### PASSAGE GIVEN
[START]

If you deploy Grafana operator in your Kubernetes cluster, dashboards could be automatically deployed and maintained up-to-date. Set dashboards.enabled: true in your Helm deployment to deploy dashboards as GrafanaDashboard CRD

Why are we recommending Grafana operator?

We are committed to providing you with the most efficient and user-friendly experience possible. Therefore, we continuously enhance our dashboards and the metrics produced by our exporters to ensure you have access to the most accurate and relevant data.

To ensure an optimal user experience, it's vital to keep your dashboards up to date. This practice guarantees that you are always working with the latest features and improvements, enabling you to make the most out of the data presented to you. However, maintaining multiple versions of dashboards can be challenging and is not desirable. It introduces complexity and can lead to inconsistencies between what you see and the actual data.

By leveraging the Grafana Operator, you can rest assured that the version of your dashboard will always match the metrics presented by your exporter. This synchronization between your dashboards and the underlying data ensures a seamless and accurate monitoring experience. This move towards operator-based deployment is designed to streamline your monitoring process, ensuring accuracy and efficiency in your data visualization efforts.

Kubernetes operators aim to simplify deployments, and as part of this evolution, we will eventually stop publishing dashboards on Grafana Labs.

For convenience, dashboards are also available in configs/grafana/public/ folder and Grafana labs:

Instances overview RDS instances
JSON or 19647

Instance details

RDS instance details
JSON or 19646

RDS exporters Prometheus RDS exporter
JSON or 19679

Configuration

Configuration could be defined in prometheus-rds-exporter.yaml or environment variables (format PROMETHEUS_RDS_EXPORTER_<PARAMETER_NAME>).

[END]

Dataset rows
[START]

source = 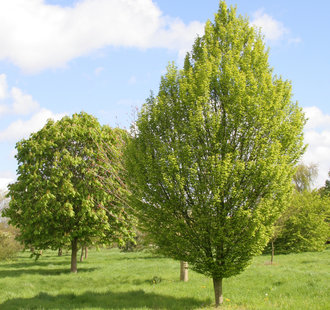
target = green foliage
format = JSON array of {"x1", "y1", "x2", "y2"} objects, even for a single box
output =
[
  {"x1": 0, "y1": 222, "x2": 22, "y2": 260},
  {"x1": 127, "y1": 1, "x2": 305, "y2": 288},
  {"x1": 320, "y1": 171, "x2": 330, "y2": 198},
  {"x1": 274, "y1": 191, "x2": 330, "y2": 253},
  {"x1": 4, "y1": 112, "x2": 134, "y2": 268},
  {"x1": 0, "y1": 249, "x2": 330, "y2": 310},
  {"x1": 293, "y1": 164, "x2": 318, "y2": 192}
]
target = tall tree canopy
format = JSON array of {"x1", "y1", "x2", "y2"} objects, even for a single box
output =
[
  {"x1": 4, "y1": 113, "x2": 130, "y2": 272},
  {"x1": 127, "y1": 1, "x2": 305, "y2": 306}
]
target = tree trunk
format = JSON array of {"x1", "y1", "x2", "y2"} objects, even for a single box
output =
[
  {"x1": 213, "y1": 278, "x2": 223, "y2": 308},
  {"x1": 71, "y1": 238, "x2": 78, "y2": 273},
  {"x1": 80, "y1": 247, "x2": 85, "y2": 262},
  {"x1": 85, "y1": 246, "x2": 88, "y2": 259},
  {"x1": 180, "y1": 261, "x2": 188, "y2": 282}
]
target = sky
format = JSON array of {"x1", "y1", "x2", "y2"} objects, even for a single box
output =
[{"x1": 0, "y1": 0, "x2": 330, "y2": 189}]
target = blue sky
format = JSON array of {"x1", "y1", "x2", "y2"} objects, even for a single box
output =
[{"x1": 0, "y1": 0, "x2": 330, "y2": 188}]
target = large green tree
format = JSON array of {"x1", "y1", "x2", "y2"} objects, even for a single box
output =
[
  {"x1": 4, "y1": 112, "x2": 130, "y2": 272},
  {"x1": 127, "y1": 2, "x2": 305, "y2": 306}
]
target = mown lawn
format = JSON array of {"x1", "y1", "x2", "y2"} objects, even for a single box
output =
[{"x1": 0, "y1": 249, "x2": 330, "y2": 310}]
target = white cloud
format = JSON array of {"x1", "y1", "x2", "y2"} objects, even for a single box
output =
[
  {"x1": 304, "y1": 106, "x2": 330, "y2": 130},
  {"x1": 0, "y1": 74, "x2": 39, "y2": 117},
  {"x1": 11, "y1": 87, "x2": 39, "y2": 115},
  {"x1": 94, "y1": 67, "x2": 104, "y2": 76},
  {"x1": 251, "y1": 10, "x2": 289, "y2": 41},
  {"x1": 303, "y1": 107, "x2": 330, "y2": 187},
  {"x1": 0, "y1": 74, "x2": 8, "y2": 99},
  {"x1": 128, "y1": 75, "x2": 136, "y2": 85},
  {"x1": 0, "y1": 0, "x2": 204, "y2": 72},
  {"x1": 0, "y1": 108, "x2": 65, "y2": 142}
]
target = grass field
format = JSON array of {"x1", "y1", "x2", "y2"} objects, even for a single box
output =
[{"x1": 0, "y1": 249, "x2": 330, "y2": 310}]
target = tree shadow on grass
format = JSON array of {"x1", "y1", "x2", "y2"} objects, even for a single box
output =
[
  {"x1": 0, "y1": 290, "x2": 211, "y2": 310},
  {"x1": 0, "y1": 264, "x2": 97, "y2": 278},
  {"x1": 3, "y1": 258, "x2": 70, "y2": 268}
]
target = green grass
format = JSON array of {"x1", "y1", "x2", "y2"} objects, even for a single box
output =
[{"x1": 0, "y1": 249, "x2": 330, "y2": 310}]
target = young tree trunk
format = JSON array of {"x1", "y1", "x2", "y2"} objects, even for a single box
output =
[
  {"x1": 71, "y1": 238, "x2": 78, "y2": 273},
  {"x1": 213, "y1": 278, "x2": 223, "y2": 308},
  {"x1": 270, "y1": 241, "x2": 275, "y2": 265},
  {"x1": 180, "y1": 261, "x2": 188, "y2": 282},
  {"x1": 85, "y1": 246, "x2": 88, "y2": 259},
  {"x1": 80, "y1": 247, "x2": 85, "y2": 262}
]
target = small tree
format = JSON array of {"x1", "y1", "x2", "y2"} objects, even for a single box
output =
[
  {"x1": 127, "y1": 1, "x2": 305, "y2": 306},
  {"x1": 4, "y1": 113, "x2": 133, "y2": 272},
  {"x1": 275, "y1": 190, "x2": 330, "y2": 253}
]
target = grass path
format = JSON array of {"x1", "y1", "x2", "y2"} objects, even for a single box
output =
[{"x1": 0, "y1": 249, "x2": 330, "y2": 310}]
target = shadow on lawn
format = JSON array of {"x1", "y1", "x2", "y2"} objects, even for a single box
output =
[
  {"x1": 0, "y1": 264, "x2": 97, "y2": 278},
  {"x1": 0, "y1": 290, "x2": 211, "y2": 310},
  {"x1": 4, "y1": 258, "x2": 70, "y2": 268}
]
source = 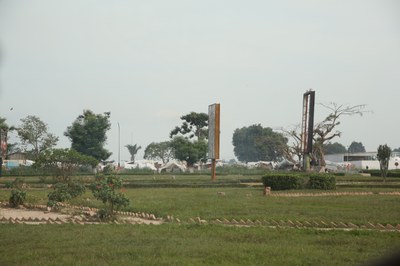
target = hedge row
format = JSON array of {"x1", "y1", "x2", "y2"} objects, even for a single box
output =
[
  {"x1": 262, "y1": 173, "x2": 336, "y2": 190},
  {"x1": 362, "y1": 170, "x2": 400, "y2": 177}
]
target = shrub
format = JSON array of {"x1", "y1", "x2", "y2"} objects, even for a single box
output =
[
  {"x1": 262, "y1": 173, "x2": 305, "y2": 190},
  {"x1": 47, "y1": 182, "x2": 85, "y2": 207},
  {"x1": 9, "y1": 189, "x2": 26, "y2": 208},
  {"x1": 90, "y1": 175, "x2": 129, "y2": 219},
  {"x1": 307, "y1": 174, "x2": 336, "y2": 190}
]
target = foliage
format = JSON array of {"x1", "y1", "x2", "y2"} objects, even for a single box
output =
[
  {"x1": 125, "y1": 144, "x2": 142, "y2": 162},
  {"x1": 17, "y1": 115, "x2": 58, "y2": 158},
  {"x1": 376, "y1": 144, "x2": 392, "y2": 182},
  {"x1": 6, "y1": 178, "x2": 26, "y2": 208},
  {"x1": 34, "y1": 149, "x2": 98, "y2": 182},
  {"x1": 313, "y1": 103, "x2": 365, "y2": 167},
  {"x1": 324, "y1": 142, "x2": 347, "y2": 154},
  {"x1": 143, "y1": 141, "x2": 174, "y2": 163},
  {"x1": 348, "y1": 141, "x2": 365, "y2": 153},
  {"x1": 64, "y1": 110, "x2": 111, "y2": 161},
  {"x1": 47, "y1": 181, "x2": 86, "y2": 206},
  {"x1": 171, "y1": 136, "x2": 208, "y2": 166},
  {"x1": 8, "y1": 189, "x2": 26, "y2": 208},
  {"x1": 261, "y1": 173, "x2": 305, "y2": 190},
  {"x1": 170, "y1": 112, "x2": 208, "y2": 140},
  {"x1": 363, "y1": 170, "x2": 400, "y2": 177},
  {"x1": 307, "y1": 174, "x2": 336, "y2": 190},
  {"x1": 232, "y1": 124, "x2": 288, "y2": 162},
  {"x1": 261, "y1": 172, "x2": 336, "y2": 190},
  {"x1": 90, "y1": 175, "x2": 129, "y2": 218}
]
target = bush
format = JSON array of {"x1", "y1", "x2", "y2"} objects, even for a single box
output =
[
  {"x1": 307, "y1": 174, "x2": 336, "y2": 190},
  {"x1": 90, "y1": 175, "x2": 129, "y2": 219},
  {"x1": 362, "y1": 170, "x2": 400, "y2": 177},
  {"x1": 8, "y1": 189, "x2": 26, "y2": 208},
  {"x1": 47, "y1": 182, "x2": 85, "y2": 207},
  {"x1": 262, "y1": 173, "x2": 305, "y2": 190}
]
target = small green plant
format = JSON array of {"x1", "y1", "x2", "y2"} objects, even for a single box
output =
[
  {"x1": 262, "y1": 173, "x2": 305, "y2": 190},
  {"x1": 90, "y1": 175, "x2": 129, "y2": 219},
  {"x1": 8, "y1": 178, "x2": 26, "y2": 208},
  {"x1": 47, "y1": 182, "x2": 85, "y2": 207},
  {"x1": 8, "y1": 189, "x2": 26, "y2": 208},
  {"x1": 307, "y1": 174, "x2": 336, "y2": 190}
]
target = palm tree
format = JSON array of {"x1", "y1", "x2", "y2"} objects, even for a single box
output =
[{"x1": 125, "y1": 144, "x2": 142, "y2": 162}]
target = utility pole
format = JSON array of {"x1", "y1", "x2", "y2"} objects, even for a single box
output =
[{"x1": 117, "y1": 122, "x2": 121, "y2": 169}]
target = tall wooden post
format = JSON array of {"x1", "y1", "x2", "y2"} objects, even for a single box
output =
[
  {"x1": 208, "y1": 103, "x2": 221, "y2": 181},
  {"x1": 301, "y1": 90, "x2": 315, "y2": 171}
]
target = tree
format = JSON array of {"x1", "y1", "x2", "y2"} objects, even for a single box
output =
[
  {"x1": 348, "y1": 141, "x2": 365, "y2": 153},
  {"x1": 313, "y1": 103, "x2": 366, "y2": 171},
  {"x1": 143, "y1": 141, "x2": 174, "y2": 163},
  {"x1": 64, "y1": 110, "x2": 111, "y2": 161},
  {"x1": 324, "y1": 142, "x2": 347, "y2": 154},
  {"x1": 171, "y1": 136, "x2": 207, "y2": 167},
  {"x1": 125, "y1": 144, "x2": 142, "y2": 162},
  {"x1": 17, "y1": 115, "x2": 58, "y2": 159},
  {"x1": 170, "y1": 112, "x2": 208, "y2": 139},
  {"x1": 232, "y1": 124, "x2": 288, "y2": 162},
  {"x1": 279, "y1": 125, "x2": 303, "y2": 161},
  {"x1": 377, "y1": 144, "x2": 392, "y2": 182},
  {"x1": 170, "y1": 112, "x2": 208, "y2": 167}
]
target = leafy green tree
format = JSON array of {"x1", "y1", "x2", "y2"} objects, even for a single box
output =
[
  {"x1": 377, "y1": 144, "x2": 392, "y2": 182},
  {"x1": 348, "y1": 141, "x2": 365, "y2": 153},
  {"x1": 64, "y1": 110, "x2": 111, "y2": 161},
  {"x1": 125, "y1": 144, "x2": 142, "y2": 162},
  {"x1": 232, "y1": 124, "x2": 288, "y2": 162},
  {"x1": 324, "y1": 142, "x2": 347, "y2": 154},
  {"x1": 143, "y1": 141, "x2": 174, "y2": 163},
  {"x1": 17, "y1": 115, "x2": 58, "y2": 159},
  {"x1": 90, "y1": 175, "x2": 129, "y2": 218},
  {"x1": 34, "y1": 149, "x2": 98, "y2": 183},
  {"x1": 171, "y1": 136, "x2": 208, "y2": 167},
  {"x1": 170, "y1": 112, "x2": 208, "y2": 140}
]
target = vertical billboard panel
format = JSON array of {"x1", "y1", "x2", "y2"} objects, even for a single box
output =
[{"x1": 208, "y1": 103, "x2": 220, "y2": 159}]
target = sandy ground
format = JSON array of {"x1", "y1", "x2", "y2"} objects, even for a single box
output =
[
  {"x1": 0, "y1": 208, "x2": 71, "y2": 221},
  {"x1": 0, "y1": 207, "x2": 163, "y2": 225}
]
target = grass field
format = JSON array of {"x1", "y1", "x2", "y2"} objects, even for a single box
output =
[{"x1": 0, "y1": 175, "x2": 400, "y2": 265}]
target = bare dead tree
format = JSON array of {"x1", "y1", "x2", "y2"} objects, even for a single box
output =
[
  {"x1": 313, "y1": 103, "x2": 369, "y2": 169},
  {"x1": 278, "y1": 124, "x2": 303, "y2": 162}
]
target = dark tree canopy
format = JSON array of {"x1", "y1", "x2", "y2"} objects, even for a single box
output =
[
  {"x1": 169, "y1": 112, "x2": 208, "y2": 139},
  {"x1": 143, "y1": 141, "x2": 174, "y2": 163},
  {"x1": 171, "y1": 136, "x2": 207, "y2": 167},
  {"x1": 232, "y1": 124, "x2": 288, "y2": 162},
  {"x1": 17, "y1": 115, "x2": 58, "y2": 159},
  {"x1": 348, "y1": 141, "x2": 365, "y2": 153},
  {"x1": 64, "y1": 110, "x2": 111, "y2": 161},
  {"x1": 324, "y1": 142, "x2": 347, "y2": 154},
  {"x1": 125, "y1": 144, "x2": 142, "y2": 162}
]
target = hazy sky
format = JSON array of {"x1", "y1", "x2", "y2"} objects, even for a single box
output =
[{"x1": 0, "y1": 0, "x2": 400, "y2": 160}]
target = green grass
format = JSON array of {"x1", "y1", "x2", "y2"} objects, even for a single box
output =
[
  {"x1": 0, "y1": 175, "x2": 400, "y2": 265},
  {"x1": 0, "y1": 224, "x2": 400, "y2": 265}
]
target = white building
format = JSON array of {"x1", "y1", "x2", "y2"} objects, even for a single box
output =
[{"x1": 325, "y1": 152, "x2": 400, "y2": 170}]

[END]

### REQUEST A
Copy the passage on Grafana dashboards word for word, starting with "RDS instance details" and going on through "variables (format PROMETHEUS_RDS_EXPORTER_<PARAMETER_NAME>).".
### REQUEST B
Write the next part of the passage on Grafana dashboards, picking up after its last sentence.
This material was taken from a separate source.

### RESPONSE A
RDS instance details
JSON or 19646

RDS exporters Prometheus RDS exporter
JSON or 19679

Configuration

Configuration could be defined in prometheus-rds-exporter.yaml or environment variables (format PROMETHEUS_RDS_EXPORTER_<PARAMETER_NAME>).

### RESPONSE B
Parameter Description Default
aws-assume-role-arn AWS IAM ARN role to assume to fetch metrics
aws-assume-role-session AWS assume role session name prometheus-rds-exporter
collect-instance-metrics Collect AWS instances metrics (AWS Cloudwatch API) true
collect-instance-tags Collect AWS RDS tags true
collect-instance-types Collect AWS instance types information (AWS EC2 API) true
collect-logs-size Collect AWS instances logs size (AWS RDS API) true
collect-maintenances Collect AWS instances maintenances (AWS RDS API) true
collect-quotas Collect AWS RDS quotas (AWS quotas API) true
collect-usages Collect AWS RDS usages (AWS Cloudwatch API) true
debug Enable debug mode
enable-otel-traces Enable OpenTelemetry traces. See configuration false
listen-address Address to listen on for web interface :9043
log-format Log format (text or json) json
metrics-path Path under which to expose metrics /metrics
tls-cert-path Path to TLS certificate
tls-key-path Path to private key for TLS

Configuration parameters priorities:

  1. $HOME/prometheus-rds-exporter.yaml file
  2. prometheus-rds-exporter.yaml file
  3. Environment variables
  4. Command line flags

AWS authentication

Prometheus RDS exporter needs read-only AWS IAM permissions to fetch metrics from AWS RDS, CloudWatch, EC2 and ServiceQuota AWS APIs.

Standard AWS authentication methods (AWS credentials, SSO and assumed role) are supported, see https://docs.aws.amazon.com/cli/latest/userguide/cli-configure-envvars.html.

If you are running on AWS EKS, we strongly recommend to use IRSA

Minimal required IAM permissions
{
    "Version": "2012-10-17",
    "Statement": [
        {
            "Sid": "AllowInstanceAndLogDescriptions",
            "Effect": "Allow",
            "Action": [
                "rds:DescribeDBInstances",
                "rds:DescribeDBLogFiles"
            ],
            "Resource": [
                "arn:aws:rds:*:*:db:*"
            ]
        },
        {
            "Sid": "AllowMaintenanceDescriptions",
            "Effect": "Allow",
            "Action": [
                "rds:DescribePendingMaintenanceActions"
            ],
            "Resource": "*"
        },
        {
            "Sid": "AllowGettingCloudWatchMetrics",
            "Effect": "Allow",
            "Action": [
                "cloudwatch:GetMetricData"
            ],
            "Resource": "*"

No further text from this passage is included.